Records ▸

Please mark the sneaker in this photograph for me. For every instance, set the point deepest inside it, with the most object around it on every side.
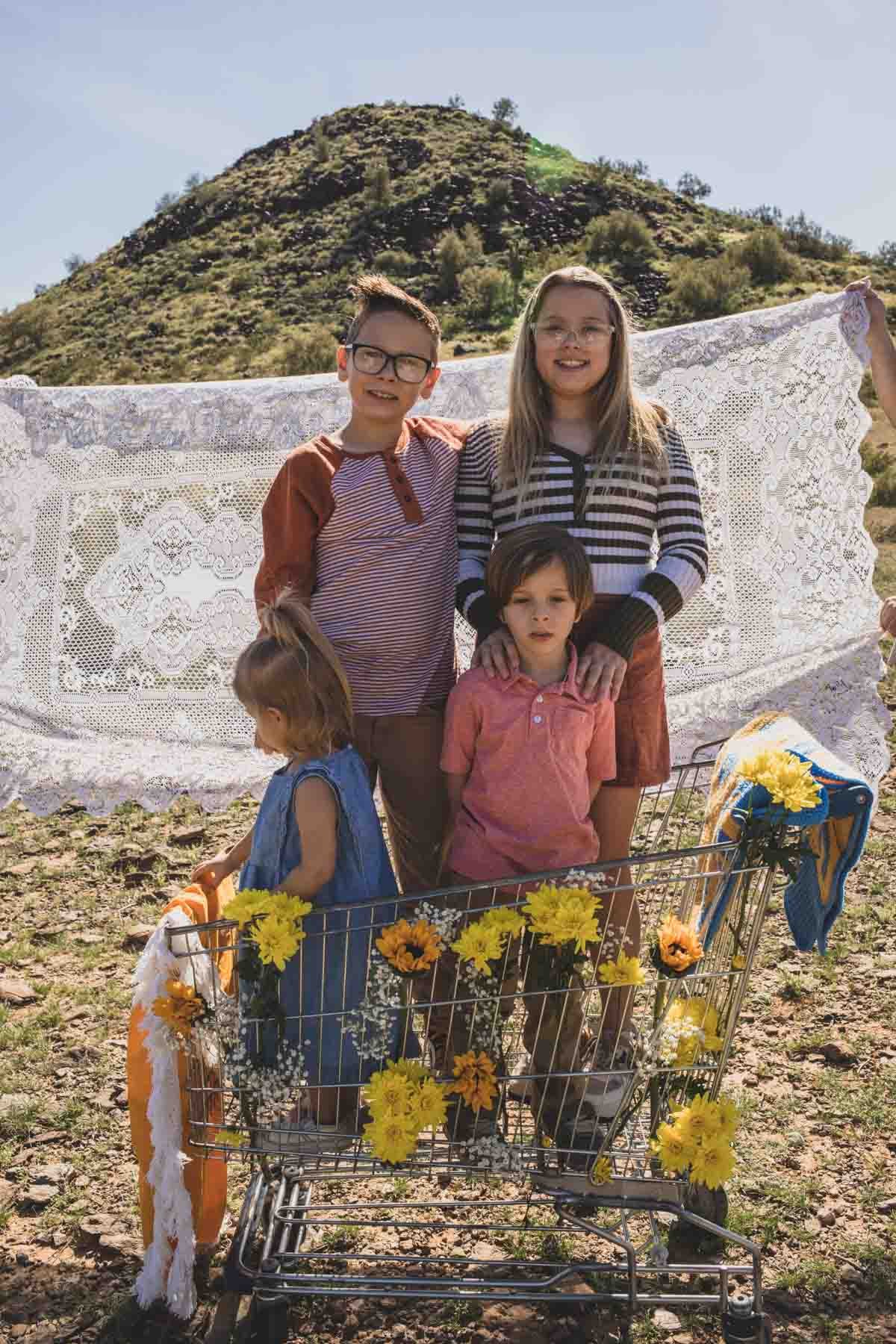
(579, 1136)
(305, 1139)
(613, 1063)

--

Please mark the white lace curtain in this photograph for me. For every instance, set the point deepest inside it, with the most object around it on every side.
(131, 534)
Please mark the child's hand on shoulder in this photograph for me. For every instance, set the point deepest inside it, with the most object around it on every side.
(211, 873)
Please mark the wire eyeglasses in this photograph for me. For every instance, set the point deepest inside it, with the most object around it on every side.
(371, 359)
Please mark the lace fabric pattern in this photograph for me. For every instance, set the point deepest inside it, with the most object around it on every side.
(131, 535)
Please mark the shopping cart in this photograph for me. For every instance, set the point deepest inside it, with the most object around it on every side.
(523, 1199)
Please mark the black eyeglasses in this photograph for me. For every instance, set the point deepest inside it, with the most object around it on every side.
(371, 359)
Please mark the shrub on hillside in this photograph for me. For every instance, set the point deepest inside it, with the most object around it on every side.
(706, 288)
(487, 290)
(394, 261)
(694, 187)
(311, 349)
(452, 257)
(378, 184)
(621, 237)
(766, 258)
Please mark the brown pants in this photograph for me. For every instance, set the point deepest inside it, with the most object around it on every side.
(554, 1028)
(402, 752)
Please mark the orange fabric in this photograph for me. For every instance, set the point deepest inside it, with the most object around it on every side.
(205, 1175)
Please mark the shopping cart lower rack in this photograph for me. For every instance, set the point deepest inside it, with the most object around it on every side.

--

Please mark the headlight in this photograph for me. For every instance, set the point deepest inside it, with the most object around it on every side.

Assignment ▸
Using the records above, write out exactly the lines between the one holding "Please mark the brown" and the one holding "Please mark the shopping cart lower", inclusive; leave everything else out.

Result of the task ▸
Please mark the brown pants in this photograph for me. For every instance, set the point deepest inside it, with the most object around it on every side.
(554, 1028)
(402, 752)
Please mark the orange fabric in this photograph for me. For every instance, set the point deepest inside it, with the most object around it on every side.
(205, 1175)
Please mark the shopping cart lower rack in this photograph for me. For every instance, set the point deepest inside it, with the most object around it on every side.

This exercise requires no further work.